What you will do - The response should consist of the data below, copied exactly, with no pictures in it.

Records Block Start

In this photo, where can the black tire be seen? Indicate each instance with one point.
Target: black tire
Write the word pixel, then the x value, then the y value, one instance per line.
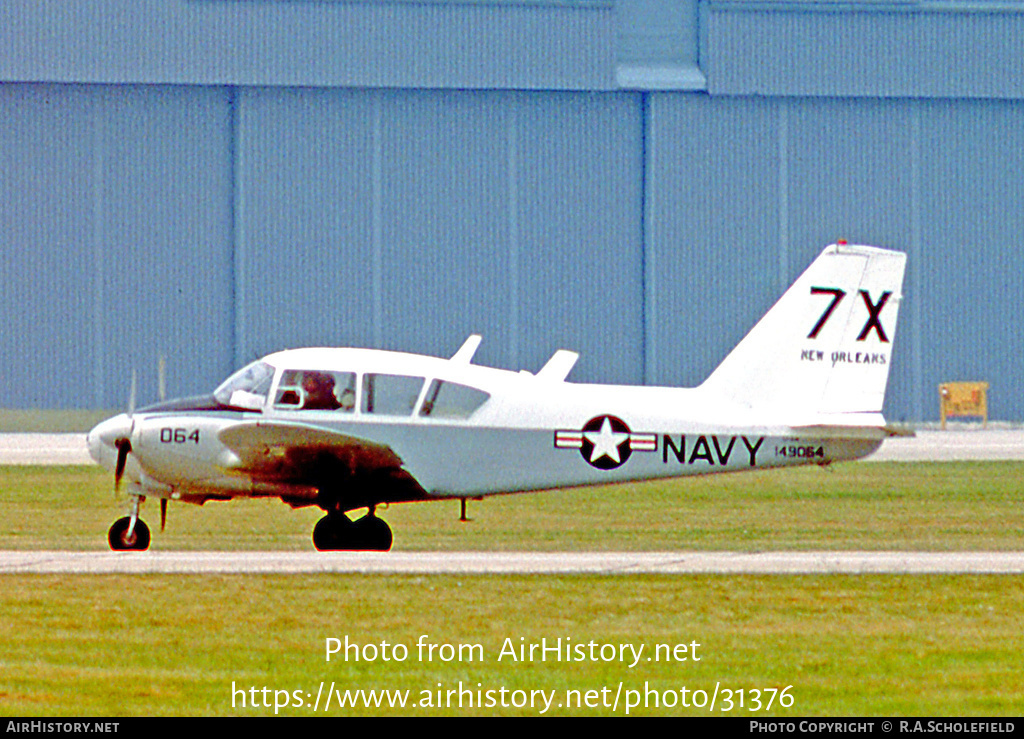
pixel 119 541
pixel 332 532
pixel 372 534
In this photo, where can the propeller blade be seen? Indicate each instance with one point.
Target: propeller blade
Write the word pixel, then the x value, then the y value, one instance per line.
pixel 124 448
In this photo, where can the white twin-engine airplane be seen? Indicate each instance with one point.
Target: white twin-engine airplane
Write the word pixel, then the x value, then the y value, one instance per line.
pixel 345 429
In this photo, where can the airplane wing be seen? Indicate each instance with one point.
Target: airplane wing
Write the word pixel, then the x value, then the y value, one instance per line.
pixel 355 472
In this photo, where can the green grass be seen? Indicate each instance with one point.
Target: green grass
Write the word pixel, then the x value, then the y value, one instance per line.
pixel 51 422
pixel 867 645
pixel 882 506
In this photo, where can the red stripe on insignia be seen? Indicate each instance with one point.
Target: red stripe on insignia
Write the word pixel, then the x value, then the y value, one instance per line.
pixel 568 439
pixel 643 442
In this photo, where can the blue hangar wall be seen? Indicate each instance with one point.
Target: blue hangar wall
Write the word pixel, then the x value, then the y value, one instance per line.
pixel 639 180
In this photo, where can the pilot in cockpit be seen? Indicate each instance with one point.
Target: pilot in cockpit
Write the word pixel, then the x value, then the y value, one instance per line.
pixel 320 392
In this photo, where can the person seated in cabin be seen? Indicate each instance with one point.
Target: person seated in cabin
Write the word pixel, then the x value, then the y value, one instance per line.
pixel 318 388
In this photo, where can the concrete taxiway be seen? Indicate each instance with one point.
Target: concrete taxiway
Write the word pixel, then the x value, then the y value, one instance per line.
pixel 465 563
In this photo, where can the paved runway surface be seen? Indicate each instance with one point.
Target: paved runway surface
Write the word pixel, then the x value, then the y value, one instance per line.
pixel 927 445
pixel 607 563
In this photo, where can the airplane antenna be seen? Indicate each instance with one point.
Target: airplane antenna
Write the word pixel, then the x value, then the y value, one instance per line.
pixel 131 393
pixel 162 377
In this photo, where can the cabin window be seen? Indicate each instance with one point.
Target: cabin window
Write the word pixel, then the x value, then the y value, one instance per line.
pixel 390 394
pixel 247 388
pixel 451 400
pixel 315 390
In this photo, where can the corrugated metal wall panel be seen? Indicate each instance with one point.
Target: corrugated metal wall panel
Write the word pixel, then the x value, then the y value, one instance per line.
pixel 119 250
pixel 859 48
pixel 409 220
pixel 445 251
pixel 568 44
pixel 163 238
pixel 580 229
pixel 713 238
pixel 973 281
pixel 304 240
pixel 47 303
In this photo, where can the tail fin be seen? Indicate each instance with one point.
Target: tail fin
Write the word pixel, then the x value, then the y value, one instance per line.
pixel 822 353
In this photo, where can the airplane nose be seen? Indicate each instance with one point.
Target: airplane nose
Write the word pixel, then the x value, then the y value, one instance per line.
pixel 102 437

Records Block End

Finished task -
In this photo, where can the black tire be seen? Indicate each instance with one point.
Target: black tire
Write the word pixel, then the x value, then the y value, one instance per line.
pixel 119 541
pixel 332 532
pixel 372 534
In this photo, where can the propeller blade be seen? Indicate each instance with one point.
Target: propeller blade
Write the word pixel, then the x value, then the y value, one instance per line.
pixel 124 448
In this photo, where can the white twin-engine airplane be seen? Indicate each instance with one point.
Target: white twin-engine airplane
Write the word pixel, then the x value, then the y value, one instance per line.
pixel 345 429
In this photo, where can the airplane wing be seen? Indicate each instance with one point.
Target: airplane wing
Write the word pixel, then the x value, then the y value, one instance per line.
pixel 355 472
In this photo, where can the green grass be seen? Indicate each instance with one point.
Target: green grass
Write the word pixel, then the x value, then the y value, one instance per line.
pixel 51 422
pixel 867 645
pixel 882 506
In this photo, where can the red stripe on insignia be seen? Indicate each instance with one point.
Target: red stripe on insignia
Write the word pixel, then the x value, then the y value, one instance per line.
pixel 568 439
pixel 643 442
In this photo, where can the blue hangar wall be seen? Indicate each instance with one point.
Target: blue hangar wall
Write the word pixel, then the x value, then the y value, one instance per line.
pixel 639 180
In this photo, where can the pilot in cockpit be seen? Indicate each instance with one point.
Target: pilot in cockpit
Write the word pixel, then the x value, then the y value, one instance per line.
pixel 320 392
In this photo, where can the person seated in cabin be seen? Indicate each instance with one point.
Target: person seated in cabin
Write the word pixel, then the x value, then the y value, one instance per line.
pixel 318 388
In this photo, where can the concrete taxiway be seen? Indicate each instance with one point.
Target: concrete taxiway
Write the word pixel, then the x value, then the y value, one instance per line.
pixel 465 563
In this photo, where can the paved runway surface be seen? Indicate each instance with one point.
Target: paved runway surface
Write the word pixel, then the x value, then the y value, one instance per line.
pixel 927 445
pixel 607 563
In this photo, where can the airplane antenna be seen? Indicate each instance with one point.
Target: airplane antenna
Write the word pixel, then the x value, then the y value, one instance per line.
pixel 131 393
pixel 162 377
In this photo, where can the cabin window be seen? Indicate each instance with one point.
Target: cabin window
Write the word pixel, then the x value, then the y value, one instance per line.
pixel 390 394
pixel 247 388
pixel 451 400
pixel 315 390
In this photo, where can the corrugated metal wall panel be seen? Indicate each instance with one point.
Target: corrugated metal wall panel
Write the word pixel, then the x value, then the y value, one instance per line.
pixel 119 250
pixel 859 48
pixel 409 220
pixel 445 251
pixel 568 44
pixel 163 238
pixel 580 229
pixel 713 238
pixel 973 281
pixel 304 240
pixel 47 303
In this photo, where can the tail fin be seen? Indicate each instance with one point.
Target: tail fin
Write the word pixel, then the x value, then the y value, one instance per line.
pixel 822 353
In this photo, where can the airplane nose be seen? Indicate each instance with one point.
Target: airplane nose
Write the word pixel, then the x value, then the y value, one instance per line.
pixel 102 437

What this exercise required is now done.